Your task
Copy the listing below line for line, with no changes.

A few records
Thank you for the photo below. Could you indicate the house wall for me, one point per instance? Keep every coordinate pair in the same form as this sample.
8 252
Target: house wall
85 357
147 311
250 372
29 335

Written response
Thank you for the photo below. Could you indicate the house wall for me, one point per instance? Keep every coordinate pair in the same form as this sample.
8 252
Target: house wall
85 357
147 311
250 372
29 335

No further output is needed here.